■ SET EXERCISE A
Shift every bounding box coordinate in the answers by -105 and write the rows out again with their requests, starting at the beginning of the rows and ending at the line that contains "[138,0,466,59]". Leave the pictures out.

■ QUOTED PASSAGE
◆ ◆ ◆ ◆ ◆ ◆ ◆

Following the October premiere of the musical “Cukurs. Herberts Cukurs”, old arguments have resurfaced once again regarding the scandalous figure of the musical's main character. Who is he? Is he a national hero, who completed a flight to Gambia in 1933, or is he a criminal, who became a member of the execution squad of Viktors Arajs in 1941? Cukurs’s supporters point out the lack of evidence that he killed Jews with his own hands. Nevertheless, such evidence exists, which the “Open City” magazine is providing you today.

“There is a group of people engaged in glorification of Cukurs”

But first, a commentary by Vitalijs Gotlibs, Head of the Board of Trustees of Latvian Jewish community, who has done a lot in order for these documents to become public.

The creators of the musical “Cukurs. Herberts Cukurs” say they don’t have any other interest except for an artistic study of their main character’s personality. Do you think this is the case? Isn’t there a social and political component in it?
There is a group of people who have been engaged in glorification of Cukurs for many years. There are books, exhibitions, now a musical. Presumably, we should expect a ballet in the nearest future.
To these people Cukurs is a real hero, an outstanding aviator and his participation in Arajs's execution squad is merely a misunderstanding.

However, we are not talking about the social and political component, but rather about a claim to a certain historical concept that leads to the following conclusions:
1. The Jews (all of them, including infants) are to blame for all misfortunes of Latvia;
2. Horrors of Holocaust are exaggerated by the Jews themselves;
3. Arajs' squad is just a reaction to the behavior of the Jews after the Soviet occupation.

In their opinion, Cukurs’s rehabilitation would allow to restore the reputation of many war criminals. If a membership in a criminal organization is not a crime per se, then Arajs's squad could be presented as a team of actual nice guys. It's just that some of them (no one knows who exactly) simply went a little bit too far. Of course, killing is bad, but it is the fault of the Jews themselves and of the historical situation. Those were the times, and even if Cukurs did do something, on the history scales his heroic flights outweigh by far the lives of some thousands of Jews. It seems that when they talk about Cukurs’s controversial personality, they mean just that.

Should the state react to such contradictory plays, books, etc.? If yes, in what way? Do you believe the state’s reaction in this case was sufficient?
The state has enough possibilities in order to adequately react to the activities of Cukurs’s fans. The Presidential Commission of the Historians of Latvia could have made a statement. The problem is that some members of this commission have participated personally in several antisemitic creations (for ex., “The Scaffold” by Andris Grutups) as editors and reviewers.
At the same time, it should be noted that back in 2006 the leaders of the Jewish community appealed to the President Vaira Vike-Freiberga and received a letter signed by her, where she expressed her support to the critical attitude of Jewish community towards Cukurs’s name popularization. The statement of Edgars Rinkevichs, the Head of The Latvian Ministry of Foreign Affairs, on behalf of the government is also quite clear.
The letter of Vaira Vike-Freiberga to the leaders of the Jewish community.
The main argument of those who support the musical “Cukurs. Herberts Cukurs” is that there is no proof that Cukurs killed the Jews with his own hands. Is it true there are no such testimonies or do people just not want to see them?

◆ ◆ ◆ ◆ ◆ ◆ ◆

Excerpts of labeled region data
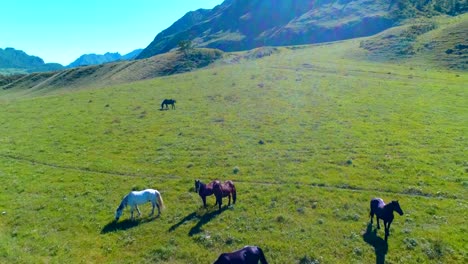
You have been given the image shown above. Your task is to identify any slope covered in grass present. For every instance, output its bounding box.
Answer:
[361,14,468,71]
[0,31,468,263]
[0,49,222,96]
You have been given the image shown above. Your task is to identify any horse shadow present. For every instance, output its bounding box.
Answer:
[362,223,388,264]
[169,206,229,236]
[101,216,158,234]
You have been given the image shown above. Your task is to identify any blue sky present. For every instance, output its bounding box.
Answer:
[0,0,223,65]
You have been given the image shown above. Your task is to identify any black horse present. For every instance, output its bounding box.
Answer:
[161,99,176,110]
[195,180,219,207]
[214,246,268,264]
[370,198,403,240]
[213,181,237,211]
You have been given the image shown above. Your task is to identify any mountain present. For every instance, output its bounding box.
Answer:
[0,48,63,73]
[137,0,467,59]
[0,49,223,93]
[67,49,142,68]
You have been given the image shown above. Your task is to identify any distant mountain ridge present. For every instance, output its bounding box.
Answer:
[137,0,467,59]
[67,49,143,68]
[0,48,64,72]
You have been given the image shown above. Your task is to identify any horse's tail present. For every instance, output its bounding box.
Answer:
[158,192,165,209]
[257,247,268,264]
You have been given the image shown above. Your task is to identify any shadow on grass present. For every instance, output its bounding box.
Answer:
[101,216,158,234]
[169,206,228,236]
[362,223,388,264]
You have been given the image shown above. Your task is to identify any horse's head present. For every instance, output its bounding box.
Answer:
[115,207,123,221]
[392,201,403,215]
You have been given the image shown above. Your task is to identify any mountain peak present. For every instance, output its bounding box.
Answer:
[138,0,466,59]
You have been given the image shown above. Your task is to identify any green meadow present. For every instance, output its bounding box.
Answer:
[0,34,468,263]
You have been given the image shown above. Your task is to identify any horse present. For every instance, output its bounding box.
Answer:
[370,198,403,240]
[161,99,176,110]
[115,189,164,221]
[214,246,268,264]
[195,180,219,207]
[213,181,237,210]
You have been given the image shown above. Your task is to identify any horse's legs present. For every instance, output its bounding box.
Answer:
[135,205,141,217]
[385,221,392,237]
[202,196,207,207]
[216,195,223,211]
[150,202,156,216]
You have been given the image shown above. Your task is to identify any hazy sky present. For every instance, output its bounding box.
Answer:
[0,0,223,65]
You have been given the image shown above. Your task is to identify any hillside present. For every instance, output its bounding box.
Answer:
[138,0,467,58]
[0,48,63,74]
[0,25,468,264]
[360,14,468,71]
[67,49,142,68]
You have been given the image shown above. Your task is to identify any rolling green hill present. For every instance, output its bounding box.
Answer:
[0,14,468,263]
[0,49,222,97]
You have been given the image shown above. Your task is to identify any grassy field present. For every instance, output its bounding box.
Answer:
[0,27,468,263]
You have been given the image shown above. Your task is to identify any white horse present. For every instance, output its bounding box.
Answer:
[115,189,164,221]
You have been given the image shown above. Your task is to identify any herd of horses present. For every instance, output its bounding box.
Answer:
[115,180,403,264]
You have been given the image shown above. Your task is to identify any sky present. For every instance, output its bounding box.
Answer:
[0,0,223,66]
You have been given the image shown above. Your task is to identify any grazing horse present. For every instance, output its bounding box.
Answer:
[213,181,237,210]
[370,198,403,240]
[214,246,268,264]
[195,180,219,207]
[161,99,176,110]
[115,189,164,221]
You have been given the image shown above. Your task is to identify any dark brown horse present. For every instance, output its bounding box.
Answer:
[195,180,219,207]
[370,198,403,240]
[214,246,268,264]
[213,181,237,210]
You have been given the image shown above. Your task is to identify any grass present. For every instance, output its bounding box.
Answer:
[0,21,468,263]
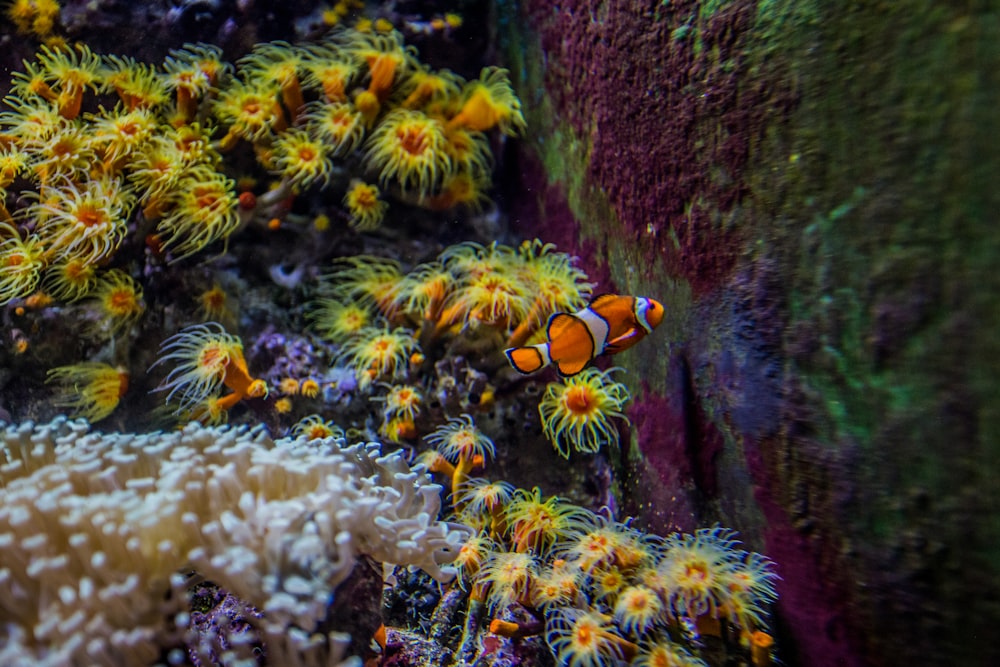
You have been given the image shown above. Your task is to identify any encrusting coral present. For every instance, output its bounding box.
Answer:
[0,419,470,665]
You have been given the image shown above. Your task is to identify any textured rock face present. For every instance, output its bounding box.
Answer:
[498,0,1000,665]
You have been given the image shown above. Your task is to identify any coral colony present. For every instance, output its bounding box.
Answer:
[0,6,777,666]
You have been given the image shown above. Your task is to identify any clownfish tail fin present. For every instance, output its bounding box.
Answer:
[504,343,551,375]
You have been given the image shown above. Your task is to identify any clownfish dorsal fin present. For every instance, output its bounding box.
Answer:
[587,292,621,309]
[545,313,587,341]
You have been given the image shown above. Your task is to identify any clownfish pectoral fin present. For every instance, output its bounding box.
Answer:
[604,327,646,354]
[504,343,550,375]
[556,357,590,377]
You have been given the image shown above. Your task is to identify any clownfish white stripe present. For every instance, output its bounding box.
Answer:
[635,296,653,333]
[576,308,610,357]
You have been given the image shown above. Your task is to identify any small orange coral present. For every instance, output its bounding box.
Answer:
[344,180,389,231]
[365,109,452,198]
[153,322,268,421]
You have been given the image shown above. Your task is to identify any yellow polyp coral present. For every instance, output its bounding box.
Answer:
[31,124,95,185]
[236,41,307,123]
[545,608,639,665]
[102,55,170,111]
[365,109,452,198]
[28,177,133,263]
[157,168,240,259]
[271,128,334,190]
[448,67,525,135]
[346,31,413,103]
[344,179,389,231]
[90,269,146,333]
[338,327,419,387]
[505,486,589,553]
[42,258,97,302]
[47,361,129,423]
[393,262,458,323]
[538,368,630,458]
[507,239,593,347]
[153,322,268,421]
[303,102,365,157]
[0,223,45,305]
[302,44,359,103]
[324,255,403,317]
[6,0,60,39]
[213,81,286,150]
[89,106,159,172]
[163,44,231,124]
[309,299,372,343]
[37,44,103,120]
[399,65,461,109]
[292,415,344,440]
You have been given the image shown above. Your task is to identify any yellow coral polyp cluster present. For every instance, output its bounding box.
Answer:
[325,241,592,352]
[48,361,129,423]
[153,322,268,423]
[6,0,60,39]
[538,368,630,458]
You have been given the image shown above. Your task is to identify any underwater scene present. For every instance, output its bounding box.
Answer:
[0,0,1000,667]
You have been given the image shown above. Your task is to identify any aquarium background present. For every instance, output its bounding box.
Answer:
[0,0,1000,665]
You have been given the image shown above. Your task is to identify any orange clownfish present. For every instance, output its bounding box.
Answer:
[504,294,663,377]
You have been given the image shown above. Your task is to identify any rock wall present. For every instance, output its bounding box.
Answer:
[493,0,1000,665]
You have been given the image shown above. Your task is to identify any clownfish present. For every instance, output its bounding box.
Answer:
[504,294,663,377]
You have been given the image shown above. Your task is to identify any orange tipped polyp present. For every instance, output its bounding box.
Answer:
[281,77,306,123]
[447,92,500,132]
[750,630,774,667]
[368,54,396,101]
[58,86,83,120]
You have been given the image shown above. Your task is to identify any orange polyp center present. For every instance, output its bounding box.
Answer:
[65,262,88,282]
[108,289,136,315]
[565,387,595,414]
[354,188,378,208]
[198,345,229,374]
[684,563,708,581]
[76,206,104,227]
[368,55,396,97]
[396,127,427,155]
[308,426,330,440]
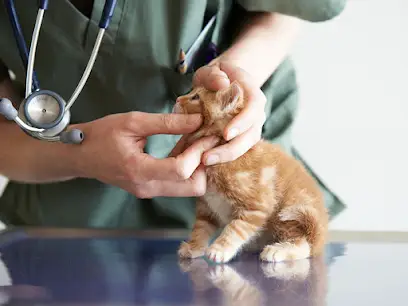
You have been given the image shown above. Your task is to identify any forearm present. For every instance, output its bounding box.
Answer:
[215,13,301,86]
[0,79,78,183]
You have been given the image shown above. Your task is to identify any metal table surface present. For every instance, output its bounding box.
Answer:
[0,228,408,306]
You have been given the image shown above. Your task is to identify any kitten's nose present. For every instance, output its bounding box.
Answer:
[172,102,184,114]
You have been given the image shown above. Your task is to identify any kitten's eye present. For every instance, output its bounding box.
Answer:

◆ ◆ ◆ ◆ ◆ ◆ ◆

■ SET EXERCISE B
Continue the interview about Herberts Cukurs from the point where it stops.

■ TASK RESULT A
You have been given the image shown above. Your task is to identify any slope covered in grass present. For every instance, output its bounding box.
Answer:
[256,-91,363,-34]
[-105,-74,363,158]
[-105,-56,117,-9]
You have been given the image shown above. Your task is to identify any horse shadow present. For every instance, output its bounding box.
Answer:
[257,118,283,159]
[64,101,124,131]
[-4,111,53,129]
You have been given the image shown above. Your task is to identify any blue sky present. For every instance, output its bounding box.
Answer:
[-105,-105,118,-40]
You have been given the image shown above. Your task is to identify any black horse present. For every instance, output its bounding box.
Answer:
[56,-6,71,5]
[90,75,114,102]
[109,141,163,159]
[265,93,298,135]
[108,76,132,106]
You have been given the image shown above. Your task is to identify any mountain present. For every instance, output its bounding box.
Answer:
[-105,-57,-42,-32]
[32,-105,362,-46]
[-105,-56,118,-12]
[-38,-56,37,-37]
You have been given the image shown above. Your task is to identify any distant mountain ridge present. For every instance, output its bounding box.
Answer:
[32,-105,362,-46]
[-38,-56,38,-37]
[-105,-57,-41,-33]
You have been given the image shown above. Your task is to identify any horse's tail present. For every instance, output its bounding box.
Answer:
[53,87,60,104]
[152,142,163,159]
You have been given the image shown above. Your task is to identify any shadow on grass present. For every instance, output its bounding box.
Answer:
[-4,111,53,129]
[64,101,123,131]
[257,118,283,159]
You have been given the image shown above. Your task is to identify any horse's head present. For every instance, output its bounding box.
Answer:
[10,102,18,116]
[287,96,298,110]
You have been given the image shown above. Your task is to identify any mountain peak present. For every instance, output its bounding box.
Answer:
[33,-105,361,-46]

■ TASK RESULT B
Neither Jeckeln, nor Noviks, nor Shustin have killed with their own hands. But is it really relevant? It is quite enough that Cukurs voluntarily joined Arajs's 'sonderkommando' at the time of its very formation. And nothing changes the fact that, unlike in the case of those above-mentioned characters, there are dozens of affirmations and testimonies of Cukurs’s personal participation in the killings.
In this respect, Cukurs was quite unlucky. The heroic aviator was well known by the whole country. His photos were published in newspapers. This level of recognition has played a bad joke on Cukurs. I think he couldn’t even imagine that dozens of people would survive and tell about his crimes, especially in the building at 19 Valdemara Street – Arajs’s original headquarters.

In addition to many testimonies of Jewish survivors, there are interrogation protocols of Cukurs’s “colleagues”. All the aggregated documents that are on display in the “Jews in Latvia” Museum (I have worked personally in archives to obtain some of these documents) allow to make an unequivocal conclusion. I know Margers Vestermanis’s, the founder of the museum, attitude towards this kind of documents. Any testimony that caused him to doubt its objectivity was declined. Accepted were only those documents that were confirmed by cross testimonies of other eye-witnesses.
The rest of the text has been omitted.